— Start of Records provided —

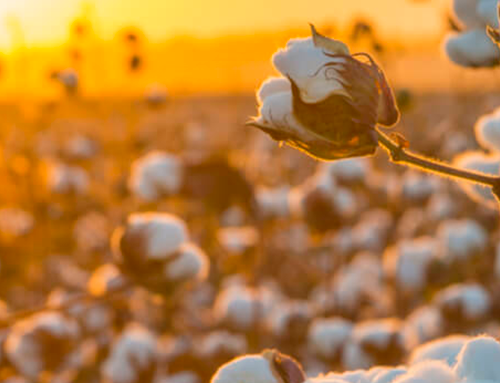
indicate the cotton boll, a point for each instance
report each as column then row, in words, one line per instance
column 483, row 163
column 472, row 49
column 327, row 337
column 273, row 203
column 302, row 61
column 190, row 263
column 238, row 240
column 461, row 239
column 65, row 179
column 105, row 279
column 374, row 342
column 444, row 349
column 467, row 303
column 478, row 361
column 156, row 175
column 134, row 344
column 44, row 342
column 270, row 367
column 408, row 263
column 373, row 229
column 271, row 86
column 290, row 320
column 487, row 131
column 155, row 236
column 430, row 371
column 423, row 325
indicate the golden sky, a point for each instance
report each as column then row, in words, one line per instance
column 45, row 22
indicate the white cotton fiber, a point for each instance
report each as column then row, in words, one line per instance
column 303, row 61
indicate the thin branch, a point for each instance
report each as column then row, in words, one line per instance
column 65, row 306
column 399, row 154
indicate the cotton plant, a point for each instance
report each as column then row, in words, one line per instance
column 331, row 105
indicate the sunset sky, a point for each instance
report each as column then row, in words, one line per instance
column 46, row 22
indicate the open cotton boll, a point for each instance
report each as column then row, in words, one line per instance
column 132, row 358
column 44, row 342
column 156, row 235
column 460, row 240
column 222, row 343
column 302, row 61
column 156, row 175
column 478, row 361
column 327, row 337
column 273, row 203
column 445, row 349
column 408, row 262
column 483, row 163
column 423, row 325
column 65, row 179
column 487, row 131
column 271, row 86
column 374, row 342
column 464, row 302
column 290, row 319
column 472, row 49
column 104, row 279
column 190, row 263
column 238, row 240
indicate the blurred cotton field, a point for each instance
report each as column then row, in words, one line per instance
column 148, row 235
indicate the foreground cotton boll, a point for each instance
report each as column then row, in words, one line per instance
column 443, row 349
column 15, row 222
column 270, row 367
column 478, row 361
column 327, row 337
column 472, row 49
column 461, row 240
column 156, row 175
column 334, row 101
column 66, row 179
column 483, row 163
column 463, row 304
column 408, row 263
column 133, row 357
column 238, row 240
column 44, row 342
column 374, row 342
column 487, row 131
column 273, row 203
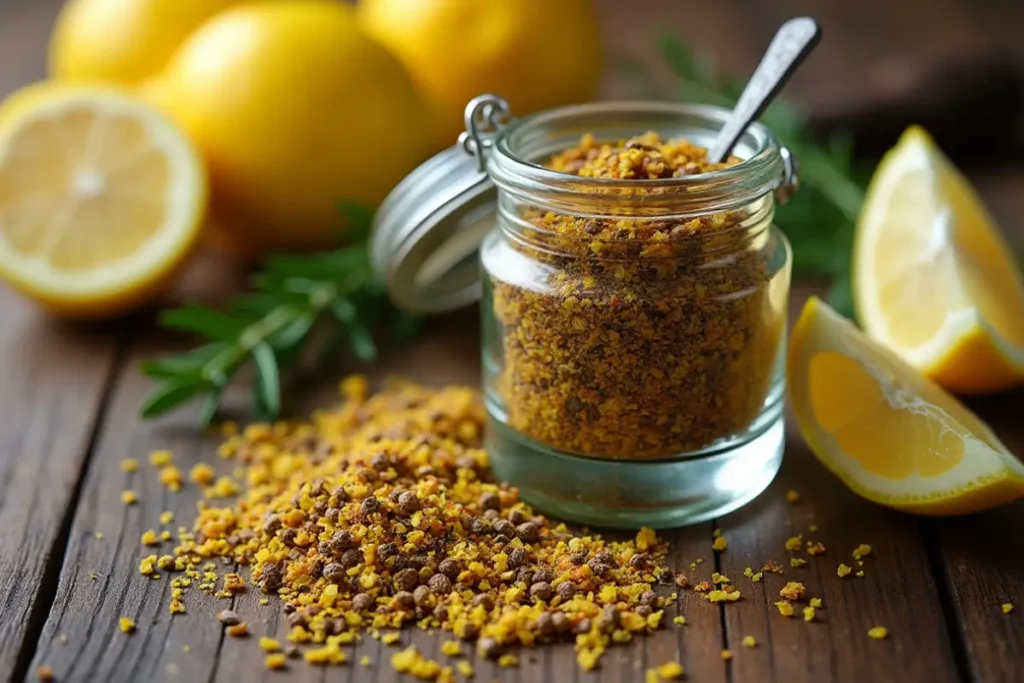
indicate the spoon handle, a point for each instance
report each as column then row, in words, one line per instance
column 787, row 49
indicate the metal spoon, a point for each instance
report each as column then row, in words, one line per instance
column 794, row 41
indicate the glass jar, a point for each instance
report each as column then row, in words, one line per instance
column 633, row 330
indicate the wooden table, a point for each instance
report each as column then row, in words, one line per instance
column 69, row 397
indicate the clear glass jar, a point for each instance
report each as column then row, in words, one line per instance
column 634, row 381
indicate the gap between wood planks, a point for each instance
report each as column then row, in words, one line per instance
column 47, row 590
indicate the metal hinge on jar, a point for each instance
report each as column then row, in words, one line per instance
column 484, row 117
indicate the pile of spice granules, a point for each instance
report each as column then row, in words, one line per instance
column 637, row 336
column 381, row 513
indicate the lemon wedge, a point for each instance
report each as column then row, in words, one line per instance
column 934, row 280
column 894, row 436
column 100, row 198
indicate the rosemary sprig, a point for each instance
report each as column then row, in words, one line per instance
column 819, row 219
column 272, row 328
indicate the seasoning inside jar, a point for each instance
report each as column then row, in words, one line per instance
column 637, row 336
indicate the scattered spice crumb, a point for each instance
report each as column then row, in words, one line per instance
column 793, row 591
column 275, row 662
column 861, row 551
column 240, row 630
column 228, row 616
column 202, row 474
column 784, row 608
column 671, row 671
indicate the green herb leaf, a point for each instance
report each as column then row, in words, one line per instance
column 168, row 396
column 271, row 327
column 204, row 322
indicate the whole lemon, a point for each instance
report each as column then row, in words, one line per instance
column 296, row 109
column 123, row 41
column 536, row 53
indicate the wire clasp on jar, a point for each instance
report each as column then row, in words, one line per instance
column 484, row 117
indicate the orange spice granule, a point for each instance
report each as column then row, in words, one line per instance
column 793, row 591
column 161, row 458
column 671, row 671
column 202, row 474
column 382, row 513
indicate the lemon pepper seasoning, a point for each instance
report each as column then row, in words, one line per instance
column 647, row 337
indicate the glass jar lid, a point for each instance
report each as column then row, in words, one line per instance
column 428, row 230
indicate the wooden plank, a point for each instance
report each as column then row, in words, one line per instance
column 99, row 582
column 897, row 590
column 52, row 387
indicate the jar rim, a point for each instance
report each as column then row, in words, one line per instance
column 514, row 162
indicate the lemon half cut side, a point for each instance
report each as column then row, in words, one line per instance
column 891, row 434
column 100, row 198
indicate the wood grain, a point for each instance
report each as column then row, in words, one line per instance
column 51, row 388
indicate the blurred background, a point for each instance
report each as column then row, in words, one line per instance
column 950, row 65
column 293, row 112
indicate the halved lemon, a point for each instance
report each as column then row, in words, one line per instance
column 934, row 280
column 891, row 434
column 100, row 198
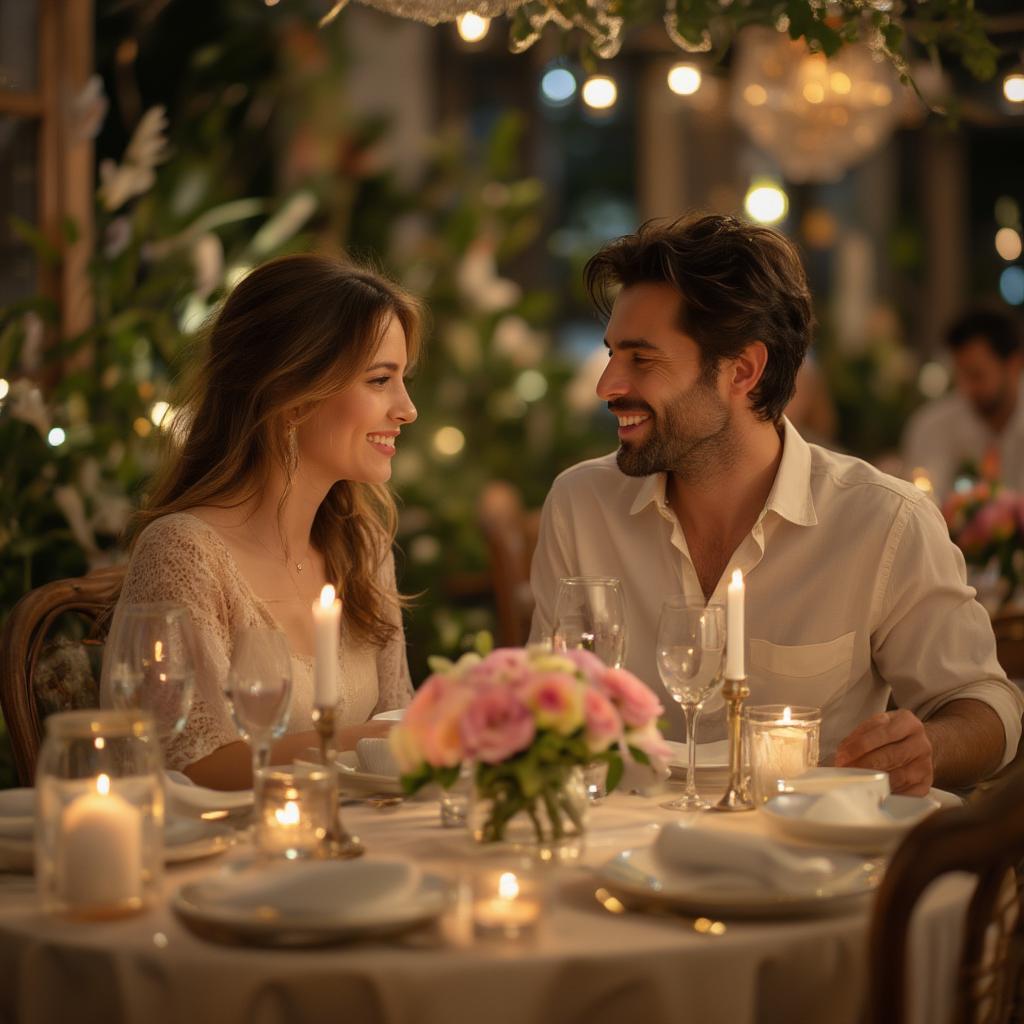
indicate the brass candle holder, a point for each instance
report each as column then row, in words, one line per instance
column 737, row 796
column 339, row 843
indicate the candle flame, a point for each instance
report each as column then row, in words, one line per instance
column 289, row 815
column 508, row 886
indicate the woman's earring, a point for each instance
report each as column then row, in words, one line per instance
column 293, row 451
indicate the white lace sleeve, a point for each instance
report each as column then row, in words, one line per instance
column 393, row 681
column 175, row 560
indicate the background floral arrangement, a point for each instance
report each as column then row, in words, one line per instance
column 524, row 719
column 986, row 522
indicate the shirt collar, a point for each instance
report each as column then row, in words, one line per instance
column 791, row 494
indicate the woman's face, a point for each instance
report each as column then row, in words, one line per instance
column 352, row 434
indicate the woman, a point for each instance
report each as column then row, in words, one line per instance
column 276, row 484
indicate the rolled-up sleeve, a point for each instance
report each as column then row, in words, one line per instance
column 934, row 643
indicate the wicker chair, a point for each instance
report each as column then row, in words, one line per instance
column 510, row 531
column 36, row 640
column 985, row 839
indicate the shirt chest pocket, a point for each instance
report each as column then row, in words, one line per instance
column 800, row 674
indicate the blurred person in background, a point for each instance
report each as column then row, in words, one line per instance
column 978, row 428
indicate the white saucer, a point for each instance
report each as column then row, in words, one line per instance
column 639, row 875
column 329, row 910
column 785, row 813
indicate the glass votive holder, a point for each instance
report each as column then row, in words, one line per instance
column 99, row 814
column 293, row 811
column 781, row 742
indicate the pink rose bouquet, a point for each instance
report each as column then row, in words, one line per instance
column 524, row 719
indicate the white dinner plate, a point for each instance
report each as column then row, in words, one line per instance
column 641, row 876
column 786, row 815
column 326, row 915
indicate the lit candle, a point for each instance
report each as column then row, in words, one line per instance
column 327, row 625
column 100, row 850
column 734, row 628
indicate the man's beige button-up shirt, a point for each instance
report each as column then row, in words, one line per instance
column 854, row 590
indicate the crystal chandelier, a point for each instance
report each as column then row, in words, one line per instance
column 815, row 116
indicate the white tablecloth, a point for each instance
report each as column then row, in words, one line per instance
column 586, row 965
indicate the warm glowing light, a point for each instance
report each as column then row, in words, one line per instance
column 1013, row 88
column 508, row 886
column 684, row 80
column 600, row 92
column 472, row 28
column 289, row 814
column 558, row 86
column 1008, row 244
column 766, row 204
column 450, row 440
column 756, row 95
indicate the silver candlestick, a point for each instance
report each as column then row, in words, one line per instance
column 338, row 843
column 737, row 796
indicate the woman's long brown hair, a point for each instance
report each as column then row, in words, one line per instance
column 292, row 333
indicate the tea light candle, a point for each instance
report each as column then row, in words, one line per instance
column 327, row 628
column 100, row 851
column 505, row 905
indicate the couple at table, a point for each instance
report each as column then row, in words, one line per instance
column 855, row 592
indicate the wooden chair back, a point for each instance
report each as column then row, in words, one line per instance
column 985, row 838
column 28, row 638
column 510, row 531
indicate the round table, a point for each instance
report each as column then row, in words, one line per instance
column 585, row 965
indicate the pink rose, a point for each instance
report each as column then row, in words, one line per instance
column 634, row 700
column 556, row 699
column 496, row 725
column 603, row 726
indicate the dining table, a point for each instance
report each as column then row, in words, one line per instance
column 592, row 958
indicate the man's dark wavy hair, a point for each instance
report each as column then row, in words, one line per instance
column 738, row 283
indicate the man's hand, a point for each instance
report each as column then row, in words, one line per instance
column 894, row 741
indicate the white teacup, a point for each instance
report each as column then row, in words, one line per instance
column 818, row 780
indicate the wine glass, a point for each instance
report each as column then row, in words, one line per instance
column 150, row 664
column 590, row 614
column 259, row 689
column 690, row 662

— End of Records provided —

• Exercise:
Repeat everything from the start of the data down to the line that contains "column 373, row 229", including both ends, and leave the pictures out of the answer.

• Written response:
indicate the cotton boll, a point for each instance
report each as column then row, in words, one line per instance
column 483, row 163
column 472, row 49
column 327, row 337
column 273, row 203
column 302, row 61
column 190, row 263
column 238, row 240
column 461, row 239
column 65, row 179
column 105, row 279
column 374, row 342
column 444, row 349
column 467, row 303
column 478, row 361
column 156, row 175
column 134, row 344
column 44, row 342
column 270, row 367
column 408, row 263
column 373, row 229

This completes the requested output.